____ GIVEN TEXT

MODERATOR Posted - 28 August 2000 14:40

“the conservative movement never abolished shatnez or niddah halacha.”

That's like saying the Christians never abolished the Torah, they just "reinterpreted" it. Conservativism has some rules that they refer to as shatnez and nidah, but there is not much more similarity between theirs and ours.

“about jesus as the failed messiah, read the writings of rav sadia gaon about the messiah.”

I have. There is nothing there that defends Greenberg's statement.

“and, shunamit, what makes the rambam's 13 principles Judaism? Why should Judaism be defined by one person 2000 or so yrs after mattan torah? “

This is a good question and I will, IYH, address it shortly because it's clear that we need to clearly understand the distinctions between Orthodoxy, Modern orthodoxy, reform, etc.

“and the conservative movement as much as any other non-extreme movement in Judaism stresses the coming of the messiah.”

________
____ DATASET CONTENT

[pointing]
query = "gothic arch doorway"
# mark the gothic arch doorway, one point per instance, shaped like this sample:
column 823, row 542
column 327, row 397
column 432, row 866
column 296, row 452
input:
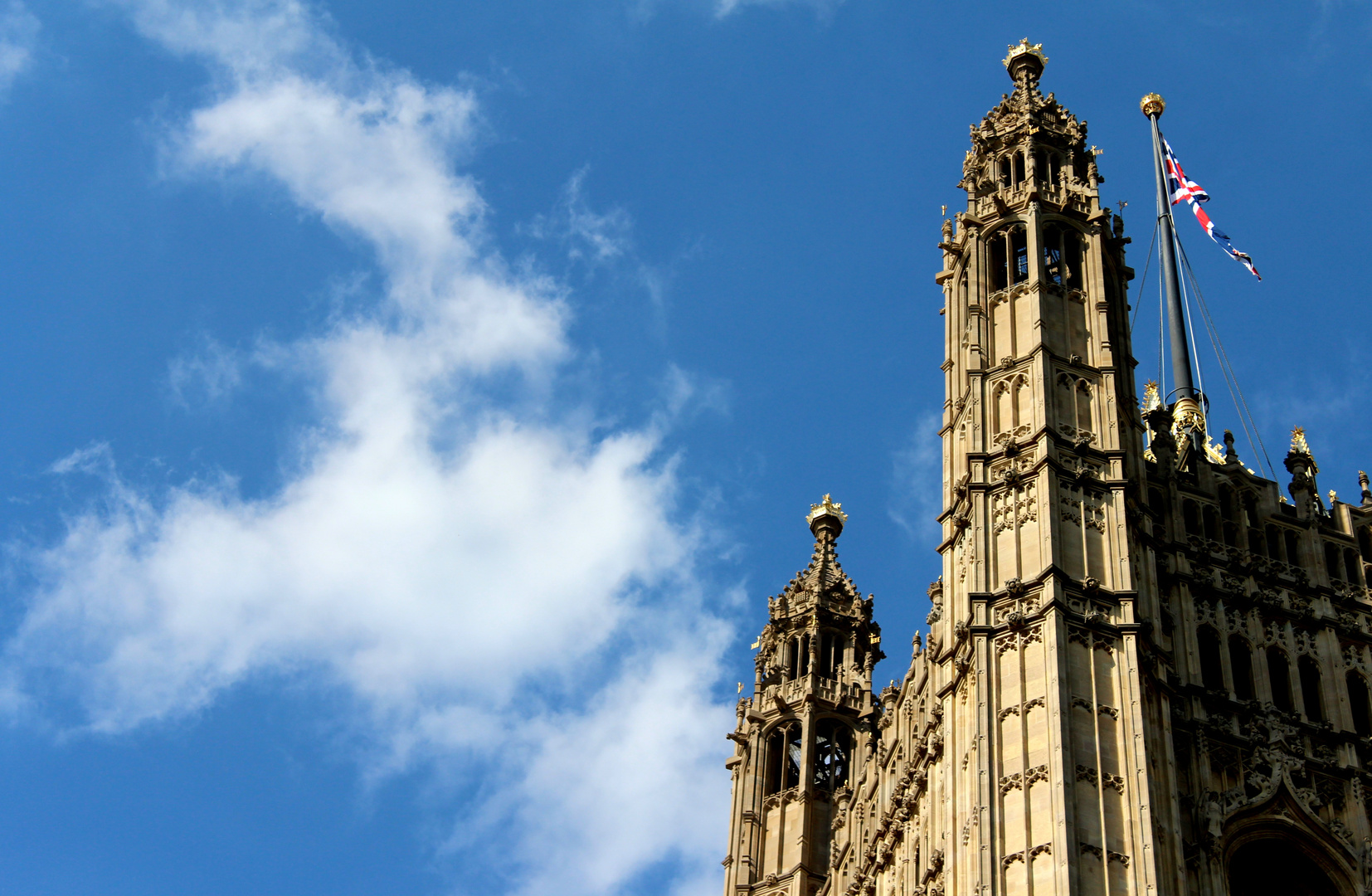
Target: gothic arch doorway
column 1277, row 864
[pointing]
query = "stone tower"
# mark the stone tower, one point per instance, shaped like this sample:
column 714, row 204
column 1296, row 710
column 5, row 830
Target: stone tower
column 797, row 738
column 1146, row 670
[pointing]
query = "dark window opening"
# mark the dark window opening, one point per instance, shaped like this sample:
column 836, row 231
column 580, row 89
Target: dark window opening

________

## TASKS TO CARRY OUT
1) Using the forum post, say whether each statement agrees with it, answering yes or no and quoting the deciding words. (a) The moderator says they have read the writings of Rav Saadia Gaon about the messiah. (b) The moderator says the Conservative rules called shatnez and niddah are much the same as the Orthodox ones. (c) The moderator intends to take up the question about the Rambam's 13 principles shortly.
2) Reproduce a passage from the forum post word for word. Begin at the words "This is a good" and stop after "orthodoxy, reform, etc.".
3) According to the forum post, why does the moderator intend to answer the question about what makes the Rambam's 13 principles Judaism? Reply in one to three sentences.

## RESULTS OF THE TASKS
1)
(a) Yes: "I have. There is nothing there that defends Greenberg's statement."
(b) No: "there is not much more similarity between theirs and ours."
(c) Yes: "I will, IYH, address it shortly"

2)
This is a good question and I will, IYH, address it shortly because it's clear that we need to clearly understand the distinctions between Orthodoxy, Modern orthodoxy, reform, etc.

3) The moderator intends to answer it because it is clear that there is a need to clearly understand the distinctions between Orthodoxy, Modern Orthodoxy, Reform and the other movements.